### Stated problem
Repeat every one of the rows below word for word, and leave the pictures out of your answer.
※ ※ ※
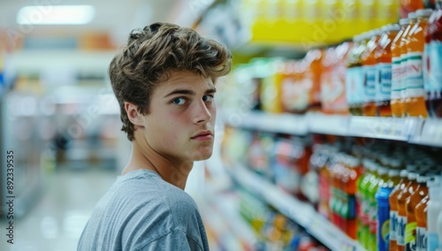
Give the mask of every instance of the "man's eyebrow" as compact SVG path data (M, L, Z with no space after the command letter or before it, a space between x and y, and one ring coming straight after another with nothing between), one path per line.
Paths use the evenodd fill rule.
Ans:
M195 93L193 91L193 90L189 90L189 89L175 89L171 92L170 92L169 94L167 94L166 95L164 95L164 97L168 97L168 96L171 96L171 95L195 95Z
M217 92L217 88L213 87L213 88L210 88L210 89L207 89L204 94L213 94L213 93L216 93Z
M217 88L213 87L213 88L207 89L204 92L204 94L207 95L207 94L212 94L212 93L216 93L216 92L217 92ZM175 90L168 93L166 95L164 95L164 97L168 97L168 96L174 95L194 95L195 92L194 92L193 90L189 90L189 89L175 89Z

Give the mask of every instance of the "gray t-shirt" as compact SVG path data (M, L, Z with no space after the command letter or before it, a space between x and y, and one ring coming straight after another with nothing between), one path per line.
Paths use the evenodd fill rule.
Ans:
M137 170L117 179L100 200L78 250L209 250L194 201L157 173Z

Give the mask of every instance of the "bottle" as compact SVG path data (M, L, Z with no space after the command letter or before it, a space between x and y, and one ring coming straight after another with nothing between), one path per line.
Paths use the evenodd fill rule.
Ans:
M428 176L419 175L416 179L418 186L407 199L407 226L405 227L405 250L416 249L416 228L417 228L417 214L415 211L419 202L428 195L427 187ZM425 240L426 242L426 240Z
M438 216L442 212L442 177L438 175L433 178L427 182L430 196L427 209L427 247L430 251L437 250L438 246L437 224Z
M392 42L400 30L400 25L387 25L382 27L384 34L379 40L377 69L379 85L376 88L377 114L392 117Z
M423 9L422 0L400 0L400 16L406 18L409 13Z
M363 87L362 79L361 78L361 57L358 53L362 46L363 39L362 35L354 35L353 37L354 46L348 52L347 57L347 71L346 71L346 97L348 103L348 111L353 116L362 116L362 111L358 110L359 104L358 88Z
M376 201L376 193L379 186L387 179L388 169L376 164L376 171L377 172L377 179L371 180L371 186L369 187L369 207L370 207L370 234L368 250L376 250L377 248L377 203Z
M343 209L345 216L344 229L353 240L357 239L357 212L359 204L356 201L357 180L361 177L361 162L358 158L347 156L347 171L343 176L344 192L346 194L346 206Z
M368 236L370 234L369 217L370 208L368 202L368 189L371 185L371 180L375 178L372 161L364 158L362 159L362 166L365 169L364 175L358 179L358 191L356 196L359 202L359 225L358 225L358 241L367 249Z
M398 222L398 195L405 190L405 187L407 187L409 185L409 180L408 179L408 171L407 170L401 170L400 172L400 181L398 186L394 187L394 189L392 191L390 194L390 196L388 198L388 201L390 202L390 244L389 247L390 250L398 250L398 244L397 244L397 235L398 235L398 228L399 228L399 222Z
M369 117L376 116L376 86L379 81L377 68L376 51L379 46L381 34L380 29L373 30L370 34L371 39L367 44L367 49L362 56L362 69L364 72L365 101L363 104L363 115Z
M388 179L376 193L377 202L377 250L388 250L390 235L390 202L389 197L392 189L400 182L400 171L390 169L388 171Z
M426 106L431 118L442 118L442 1L425 28L424 88Z
M408 33L407 47L406 106L409 117L427 118L425 91L423 89L423 55L424 48L424 28L432 10L419 10L415 12L416 23Z
M402 190L398 195L398 235L397 244L399 251L405 251L406 244L406 226L408 224L407 217L407 200L415 193L419 184L416 182L417 172L410 171L408 173L409 185Z
M400 68L400 42L407 27L408 26L408 19L401 19L399 21L400 30L392 42L392 117L400 118L403 115L403 110L400 106L400 93L402 87L402 71Z
M404 31L404 34L400 39L400 106L402 112L401 117L406 117L408 113L408 107L407 106L407 80L408 78L408 48L409 40L410 30L413 26L417 21L415 12L408 14L409 24Z
M428 248L428 203L430 202L429 182L434 180L435 176L430 176L427 179L429 194L415 207L416 228L416 251L427 251Z

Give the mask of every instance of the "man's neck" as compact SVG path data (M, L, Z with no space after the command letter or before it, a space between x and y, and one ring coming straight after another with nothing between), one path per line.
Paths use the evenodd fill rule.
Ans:
M164 181L184 190L193 166L193 162L170 159L152 149L145 141L135 140L132 144L131 158L121 175L141 169L150 170Z

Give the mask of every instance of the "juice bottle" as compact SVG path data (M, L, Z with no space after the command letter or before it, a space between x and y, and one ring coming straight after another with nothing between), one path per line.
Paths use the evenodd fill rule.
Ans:
M428 247L428 231L427 231L427 212L428 202L430 196L427 194L422 201L415 206L415 220L417 223L416 227L416 251L427 251Z
M400 57L400 42L402 41L404 32L409 24L409 19L401 19L399 23L400 25L400 30L398 32L398 34L394 37L392 42L392 102L390 103L392 115L396 118L402 117L403 115L400 106L400 92L402 88L402 71L400 68L402 59Z
M419 184L416 182L417 172L408 173L409 184L398 195L398 234L397 245L399 251L405 251L406 226L407 226L407 200L415 193Z
M427 247L430 251L435 251L438 246L438 216L442 212L442 177L440 171L439 175L433 178L427 182L430 195L427 210Z
M361 162L358 158L348 156L347 160L347 168L343 176L344 191L347 196L346 209L343 210L345 217L344 229L350 238L357 239L357 212L359 204L356 201L357 186L356 181L361 177Z
M353 37L354 46L348 51L347 56L347 71L346 71L346 98L347 103L348 103L348 111L351 115L358 115L356 114L355 105L357 101L357 93L356 93L356 74L355 70L356 67L360 67L358 65L358 57L357 51L359 47L361 46L362 37L361 35L354 35Z
M423 9L422 0L400 0L400 16L406 18L408 13Z
M425 29L424 88L426 106L431 118L442 118L442 1Z
M377 250L377 202L376 201L376 193L379 186L381 186L384 182L387 179L388 169L385 167L376 164L376 170L377 172L377 178L371 180L371 185L369 187L368 199L370 207L370 234L368 240L368 250Z
M369 217L370 217L370 208L369 202L367 200L368 188L371 185L371 179L375 179L373 174L373 164L371 160L364 158L362 160L362 166L365 169L365 173L361 176L357 183L357 193L356 197L360 205L359 208L359 217L360 219L358 224L358 241L359 243L367 248L368 235L370 234L369 226Z
M379 85L376 88L377 114L380 117L392 117L392 42L400 30L399 25L387 25L382 27L384 34L379 40L377 51L377 68Z
M427 117L425 91L423 89L423 54L424 29L432 10L419 10L415 12L417 22L409 32L407 42L407 107L409 117Z
M400 171L390 169L388 171L388 179L376 193L377 202L377 250L388 250L390 235L390 202L389 197L392 189L399 184Z
M416 247L416 213L417 204L428 195L427 176L419 175L415 191L407 199L407 225L405 227L405 250L415 250Z
M408 107L407 106L407 98L408 98L408 89L407 89L407 80L408 78L408 48L409 40L410 30L413 26L417 21L415 14L409 13L408 14L409 24L404 31L402 37L400 39L400 107L402 112L401 117L406 117L408 113Z
M397 244L397 235L398 235L398 227L399 227L399 222L398 222L398 195L405 190L405 187L407 187L409 185L409 180L408 180L408 171L407 170L401 170L400 172L400 181L398 186L394 187L394 189L392 191L390 194L390 196L388 197L388 201L390 202L390 250L398 250L398 244Z
M380 29L376 29L371 32L371 39L368 42L367 49L362 56L365 89L365 101L363 104L364 116L376 116L376 86L379 81L379 74L377 72L377 62L375 55L379 46L378 42L381 32Z

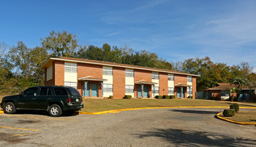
※ ※ ※
### Result for this exercise
Give the mask of every instance of the "man's eyebrow" as compact SVG path data (M, L, Z with no space after the command letter or before it, a space between x and y, and one ring coming straight after another with nothing between), one path per line.
Paths use the evenodd fill rule.
Ans:
M195 93L193 91L193 90L189 90L189 89L175 89L171 92L170 92L169 94L167 94L166 95L164 95L164 97L168 97L168 96L171 96L171 95L195 95Z
M217 92L217 88L213 87L213 88L210 88L210 89L207 89L204 94L213 94L213 93L216 93Z
M217 88L213 87L213 88L207 89L204 92L204 94L207 95L207 94L212 94L212 93L216 93L216 92L217 92ZM175 90L168 93L166 95L164 95L164 97L168 97L168 96L174 95L194 95L195 92L194 92L193 90L189 90L189 89L175 89Z

Give the mask of every instance of the "gray t-shirt" as compact SVG path data (M, L, Z with no space after the command letter or before it, a space between x and y, and one ring coming straight after another with nothing between), one path per line.
Paths use the evenodd fill rule.
Ans:
M137 170L117 179L100 200L78 250L209 250L194 201L157 173Z

Give the mask of every instance of the "bottle" as compact SVG path data (M, L, Z with no space after the command letter or before it, a space between x and y, and one ring coming straight after another with nothing between), one path per line.
Paths use the evenodd fill rule.
Ans:
M428 176L419 175L416 179L418 186L407 199L407 226L405 227L405 250L416 249L416 228L417 228L417 214L415 211L419 202L428 195L427 187ZM425 240L426 242L426 240Z
M438 216L442 212L442 177L438 175L433 178L427 182L430 196L427 209L427 247L430 251L437 250L438 246L437 224Z
M392 42L400 30L400 25L387 25L382 27L384 34L379 40L377 69L379 85L376 88L377 114L392 117Z
M423 9L422 0L400 0L400 16L406 18L409 13Z
M363 87L362 79L361 78L361 57L358 53L362 46L363 39L362 35L354 35L353 37L354 46L348 52L347 57L347 71L346 71L346 97L348 103L348 111L353 116L362 116L362 111L358 110L359 104L358 88Z
M376 201L376 193L379 186L387 179L388 169L376 164L376 171L377 172L377 179L371 180L371 186L369 187L369 207L370 207L370 234L368 250L376 250L377 248L377 203Z
M343 209L345 216L344 229L353 240L357 239L357 212L359 204L356 201L357 180L361 177L361 162L358 158L347 156L347 171L343 176L344 192L346 194L346 206Z
M368 236L370 234L369 217L370 208L368 202L368 189L371 185L371 180L375 178L372 161L364 158L362 159L362 166L365 169L364 175L358 179L358 191L356 196L359 202L359 225L358 225L358 241L367 249Z
M398 222L398 195L405 190L405 187L407 187L409 185L409 180L408 179L408 171L407 170L401 170L400 172L400 181L398 186L394 187L394 189L392 191L390 194L390 196L388 198L388 201L390 202L390 244L389 247L390 250L398 250L398 244L397 244L397 235L398 235L398 228L399 228L399 222Z
M369 117L376 116L376 86L379 81L377 68L376 51L379 46L381 34L380 29L373 30L370 34L371 39L367 44L367 49L362 56L362 69L364 72L365 101L363 104L363 115Z
M388 179L376 193L377 202L377 250L388 250L390 235L390 202L389 197L392 189L400 182L400 171L390 169L388 171Z
M426 106L431 118L442 118L442 1L425 28L424 88Z
M408 33L407 47L406 106L409 117L427 118L425 91L423 89L423 55L424 48L424 28L432 10L419 10L415 12L416 23Z
M402 190L398 195L398 235L397 244L399 251L405 251L406 244L406 226L408 224L407 217L407 200L415 193L419 184L416 182L417 172L410 171L408 173L409 185Z
M400 68L400 42L407 27L408 26L408 19L401 19L399 21L400 30L392 42L392 117L400 118L403 115L403 110L400 106L400 93L402 87L402 71Z
M404 31L404 34L400 39L400 106L402 112L401 117L406 117L408 113L408 107L407 106L407 80L408 78L408 48L409 40L410 30L413 26L417 21L415 12L408 14L409 24Z
M428 248L428 203L430 202L429 182L434 180L435 176L430 176L427 179L429 194L415 207L416 228L416 251L427 251Z

Give the mask of every instance of the "man's neck" as compact SVG path data (M, L, Z with no space after the command letter or before it, a space between x and y, and one ring coming straight after another with nothing between), one path per line.
Paths use the evenodd fill rule.
Ans:
M164 181L184 190L193 166L193 162L170 159L152 149L145 141L135 140L132 144L131 158L121 175L141 169L150 170Z

Give the mask of every instance of the "juice bottle" as compact SVG path data (M, L, Z with no space after the command letter or before it, a space between x and y, and one ring coming straight after another with nothing between), one path per line.
Paths use the evenodd fill rule.
Ans:
M428 247L428 231L427 231L427 212L428 202L430 196L427 194L422 201L415 206L415 220L417 223L416 227L416 251L427 251Z
M400 57L400 42L402 41L404 32L409 24L409 19L401 19L399 23L400 25L400 30L398 32L398 34L394 37L392 42L392 102L390 103L392 115L396 118L402 117L403 115L400 106L400 92L402 88L402 71L400 68L402 59Z
M419 184L416 182L417 172L408 173L409 184L398 195L398 234L397 245L399 251L405 251L406 226L407 226L407 200L415 193Z
M427 247L430 251L435 251L438 246L438 216L442 212L442 177L440 171L439 175L433 178L427 182L430 195L427 210Z
M361 162L358 158L348 156L347 160L347 168L343 176L344 191L347 196L346 209L343 210L345 217L344 229L350 238L357 239L357 212L359 204L356 201L357 186L356 181L361 177Z
M353 37L354 46L348 51L347 56L347 71L346 71L346 98L347 103L348 103L348 111L351 115L358 115L356 114L355 105L357 101L357 93L356 93L356 74L355 70L356 67L360 67L358 65L358 57L357 51L359 47L361 46L362 37L361 35L354 35Z
M423 9L422 0L400 0L400 16L406 18L408 13Z
M425 29L424 88L426 106L431 118L442 118L442 1Z
M377 250L377 202L376 201L376 193L379 186L381 186L384 182L387 179L388 169L385 167L376 164L376 170L377 172L377 178L371 180L371 185L369 187L368 199L370 207L370 234L368 240L368 250Z
M369 217L370 217L370 208L369 202L367 200L368 188L371 185L371 179L375 179L373 174L373 164L371 160L364 158L362 160L362 166L365 169L365 173L361 176L357 183L357 193L356 197L360 205L359 208L359 217L360 219L358 224L358 241L359 243L367 248L368 235L370 234L369 226Z
M379 85L376 88L377 114L380 117L392 117L392 42L400 30L399 25L387 25L382 27L384 34L379 40L377 51L377 68Z
M427 117L425 91L423 89L423 54L424 29L432 10L419 10L415 12L417 22L409 32L407 42L407 107L409 117Z
M400 171L390 169L388 171L388 179L376 193L377 202L377 250L388 250L390 235L390 202L389 197L392 189L399 184Z
M416 247L416 213L417 204L428 195L427 176L419 175L415 191L407 199L407 225L405 227L405 250L415 250Z
M408 107L407 106L407 98L408 98L408 89L407 89L407 80L408 78L408 48L409 40L410 30L413 26L417 21L415 14L409 13L408 14L409 24L404 31L402 37L400 39L400 107L402 112L401 117L406 117L408 113Z
M397 244L397 235L398 235L398 227L399 227L399 222L398 222L398 195L405 190L405 187L407 187L409 185L409 180L408 180L408 171L407 170L401 170L400 172L400 181L398 186L394 187L394 189L392 191L390 194L390 196L388 197L388 201L390 202L390 250L398 250L398 244Z
M380 29L376 29L371 32L371 39L368 42L367 49L362 56L365 89L365 101L363 104L364 116L376 116L376 86L379 81L379 74L377 72L377 62L375 55L379 46L378 42L381 32Z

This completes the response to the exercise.